§ **Required work**:
Write out, as a numbered list with blank lines omitted, everything from the line containing "Task: mark the light" down to the line containing "[[366, 63]]", both of those lines included.

§ **Exercise material**:
_ _ _ _
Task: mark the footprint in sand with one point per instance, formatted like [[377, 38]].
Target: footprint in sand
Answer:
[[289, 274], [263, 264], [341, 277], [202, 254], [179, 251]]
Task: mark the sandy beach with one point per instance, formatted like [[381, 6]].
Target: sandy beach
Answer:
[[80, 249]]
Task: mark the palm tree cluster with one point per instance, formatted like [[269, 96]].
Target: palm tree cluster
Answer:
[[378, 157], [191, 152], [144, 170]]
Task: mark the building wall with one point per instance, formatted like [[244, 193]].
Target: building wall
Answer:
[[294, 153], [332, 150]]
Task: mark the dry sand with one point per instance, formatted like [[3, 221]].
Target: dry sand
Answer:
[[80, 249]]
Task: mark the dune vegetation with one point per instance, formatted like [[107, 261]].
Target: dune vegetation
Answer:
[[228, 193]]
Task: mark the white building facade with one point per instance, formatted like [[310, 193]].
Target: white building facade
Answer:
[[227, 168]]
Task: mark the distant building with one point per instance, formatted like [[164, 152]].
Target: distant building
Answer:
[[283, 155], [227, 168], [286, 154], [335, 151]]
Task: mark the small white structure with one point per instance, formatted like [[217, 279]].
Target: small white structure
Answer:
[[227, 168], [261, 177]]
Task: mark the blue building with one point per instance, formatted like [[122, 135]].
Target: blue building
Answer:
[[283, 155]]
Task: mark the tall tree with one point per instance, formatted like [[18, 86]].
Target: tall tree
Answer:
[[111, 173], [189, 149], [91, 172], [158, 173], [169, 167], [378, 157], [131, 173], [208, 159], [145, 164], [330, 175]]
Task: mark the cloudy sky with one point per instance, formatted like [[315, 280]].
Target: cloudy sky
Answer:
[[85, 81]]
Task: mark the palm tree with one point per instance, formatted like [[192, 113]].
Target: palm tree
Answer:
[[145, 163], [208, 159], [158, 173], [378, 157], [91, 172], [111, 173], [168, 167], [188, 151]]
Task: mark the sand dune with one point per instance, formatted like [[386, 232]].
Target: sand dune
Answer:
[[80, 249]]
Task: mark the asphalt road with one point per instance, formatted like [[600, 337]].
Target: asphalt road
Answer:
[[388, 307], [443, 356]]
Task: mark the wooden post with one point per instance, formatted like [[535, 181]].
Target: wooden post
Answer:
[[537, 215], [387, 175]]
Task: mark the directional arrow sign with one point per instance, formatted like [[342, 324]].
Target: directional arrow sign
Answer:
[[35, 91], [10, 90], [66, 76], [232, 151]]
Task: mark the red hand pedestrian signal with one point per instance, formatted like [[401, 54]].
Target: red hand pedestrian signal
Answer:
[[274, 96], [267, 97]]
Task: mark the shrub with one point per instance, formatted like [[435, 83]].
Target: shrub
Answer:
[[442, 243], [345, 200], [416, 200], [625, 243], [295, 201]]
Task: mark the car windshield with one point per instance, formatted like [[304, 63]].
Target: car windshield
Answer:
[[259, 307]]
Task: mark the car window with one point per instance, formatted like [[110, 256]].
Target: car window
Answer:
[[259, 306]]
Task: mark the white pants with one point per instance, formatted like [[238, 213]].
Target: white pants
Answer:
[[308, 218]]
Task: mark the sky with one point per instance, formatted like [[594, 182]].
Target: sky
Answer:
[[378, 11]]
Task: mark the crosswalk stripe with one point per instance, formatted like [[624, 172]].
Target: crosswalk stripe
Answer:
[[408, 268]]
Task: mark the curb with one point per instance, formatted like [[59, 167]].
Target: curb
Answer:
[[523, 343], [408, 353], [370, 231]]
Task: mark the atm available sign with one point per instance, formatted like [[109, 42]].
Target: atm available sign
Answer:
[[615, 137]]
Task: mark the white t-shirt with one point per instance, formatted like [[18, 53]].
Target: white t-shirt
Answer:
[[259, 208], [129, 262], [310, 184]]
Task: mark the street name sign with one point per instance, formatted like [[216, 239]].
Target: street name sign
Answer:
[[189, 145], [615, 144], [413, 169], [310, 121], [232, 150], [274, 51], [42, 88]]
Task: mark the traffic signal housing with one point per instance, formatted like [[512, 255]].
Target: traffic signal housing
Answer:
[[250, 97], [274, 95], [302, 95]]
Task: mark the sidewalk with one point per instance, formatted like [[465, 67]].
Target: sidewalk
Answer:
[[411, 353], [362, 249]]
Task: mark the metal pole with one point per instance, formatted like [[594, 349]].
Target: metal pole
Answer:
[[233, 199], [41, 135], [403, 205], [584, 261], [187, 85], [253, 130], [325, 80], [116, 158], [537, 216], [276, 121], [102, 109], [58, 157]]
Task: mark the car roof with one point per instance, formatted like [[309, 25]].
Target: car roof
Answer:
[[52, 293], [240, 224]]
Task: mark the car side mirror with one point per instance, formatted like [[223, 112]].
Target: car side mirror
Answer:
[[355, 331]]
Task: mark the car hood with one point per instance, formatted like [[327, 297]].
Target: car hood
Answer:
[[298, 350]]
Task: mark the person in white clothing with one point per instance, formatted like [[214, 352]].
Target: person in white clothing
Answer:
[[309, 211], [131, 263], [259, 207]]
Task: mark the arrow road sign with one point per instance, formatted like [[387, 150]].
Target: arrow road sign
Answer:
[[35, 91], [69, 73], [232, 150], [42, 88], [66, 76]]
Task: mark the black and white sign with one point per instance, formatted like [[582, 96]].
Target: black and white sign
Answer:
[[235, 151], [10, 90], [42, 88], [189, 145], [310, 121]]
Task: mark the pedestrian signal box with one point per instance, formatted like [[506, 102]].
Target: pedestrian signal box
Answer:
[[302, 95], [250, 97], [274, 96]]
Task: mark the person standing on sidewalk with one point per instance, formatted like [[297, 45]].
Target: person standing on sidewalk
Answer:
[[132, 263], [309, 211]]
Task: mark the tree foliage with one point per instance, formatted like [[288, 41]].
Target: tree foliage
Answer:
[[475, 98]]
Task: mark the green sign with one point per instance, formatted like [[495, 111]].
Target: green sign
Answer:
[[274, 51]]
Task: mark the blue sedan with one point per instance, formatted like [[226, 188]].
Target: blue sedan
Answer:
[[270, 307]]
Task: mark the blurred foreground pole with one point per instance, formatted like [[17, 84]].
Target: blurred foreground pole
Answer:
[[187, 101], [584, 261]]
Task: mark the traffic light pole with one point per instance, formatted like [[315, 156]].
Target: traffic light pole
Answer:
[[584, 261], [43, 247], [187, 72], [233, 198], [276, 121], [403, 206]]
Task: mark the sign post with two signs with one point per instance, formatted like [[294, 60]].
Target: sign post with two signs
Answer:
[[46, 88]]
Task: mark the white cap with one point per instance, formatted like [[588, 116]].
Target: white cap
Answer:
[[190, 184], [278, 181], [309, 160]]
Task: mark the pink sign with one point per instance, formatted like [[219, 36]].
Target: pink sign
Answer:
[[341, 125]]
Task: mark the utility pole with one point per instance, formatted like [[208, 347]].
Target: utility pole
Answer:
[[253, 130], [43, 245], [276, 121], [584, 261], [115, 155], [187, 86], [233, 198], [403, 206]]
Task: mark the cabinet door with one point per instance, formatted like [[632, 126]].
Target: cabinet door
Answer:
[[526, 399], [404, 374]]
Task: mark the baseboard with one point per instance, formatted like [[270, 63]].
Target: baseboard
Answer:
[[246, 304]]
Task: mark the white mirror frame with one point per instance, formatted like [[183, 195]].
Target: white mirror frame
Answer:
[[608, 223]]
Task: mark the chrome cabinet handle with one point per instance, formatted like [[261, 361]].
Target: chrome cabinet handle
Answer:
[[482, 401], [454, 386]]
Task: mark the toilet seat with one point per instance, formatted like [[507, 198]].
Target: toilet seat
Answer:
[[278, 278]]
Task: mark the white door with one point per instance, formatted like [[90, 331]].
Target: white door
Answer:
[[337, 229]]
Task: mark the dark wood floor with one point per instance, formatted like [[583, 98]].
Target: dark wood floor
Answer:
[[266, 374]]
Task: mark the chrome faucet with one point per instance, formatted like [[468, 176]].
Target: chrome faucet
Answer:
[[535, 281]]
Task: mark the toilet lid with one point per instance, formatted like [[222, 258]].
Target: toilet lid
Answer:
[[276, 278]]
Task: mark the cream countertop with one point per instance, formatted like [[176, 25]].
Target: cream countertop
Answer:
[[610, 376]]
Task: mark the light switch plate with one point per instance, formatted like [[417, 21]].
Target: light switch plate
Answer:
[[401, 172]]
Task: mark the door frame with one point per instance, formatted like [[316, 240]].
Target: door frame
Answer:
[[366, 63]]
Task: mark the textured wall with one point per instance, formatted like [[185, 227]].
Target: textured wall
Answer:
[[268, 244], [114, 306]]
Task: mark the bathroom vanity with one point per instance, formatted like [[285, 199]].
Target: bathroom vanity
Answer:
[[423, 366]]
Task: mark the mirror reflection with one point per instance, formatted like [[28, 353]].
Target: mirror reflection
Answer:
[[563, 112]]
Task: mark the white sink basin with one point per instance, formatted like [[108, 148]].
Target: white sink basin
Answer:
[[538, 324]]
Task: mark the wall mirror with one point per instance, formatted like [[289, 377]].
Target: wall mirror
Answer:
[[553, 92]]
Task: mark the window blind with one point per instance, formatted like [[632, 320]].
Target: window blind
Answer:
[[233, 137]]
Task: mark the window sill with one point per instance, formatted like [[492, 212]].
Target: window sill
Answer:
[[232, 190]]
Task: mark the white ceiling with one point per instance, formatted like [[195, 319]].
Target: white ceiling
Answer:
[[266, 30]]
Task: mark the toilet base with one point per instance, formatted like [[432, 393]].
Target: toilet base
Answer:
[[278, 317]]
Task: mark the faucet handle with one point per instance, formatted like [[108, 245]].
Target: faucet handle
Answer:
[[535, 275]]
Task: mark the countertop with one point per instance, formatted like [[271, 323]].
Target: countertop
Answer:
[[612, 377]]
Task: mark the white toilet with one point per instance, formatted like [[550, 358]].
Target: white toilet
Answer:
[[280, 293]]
_ _ _ _
§ **Result for this task**:
1. Task: mark the light switch plate with one point per instance, formatted like [[417, 21]].
2. Target: light switch plate
3. Answer:
4. [[401, 172]]
5. Task: mark the door frame with one point per instance, formatted like [[316, 240]].
6. Target: door frame
7. Answer:
8. [[366, 63]]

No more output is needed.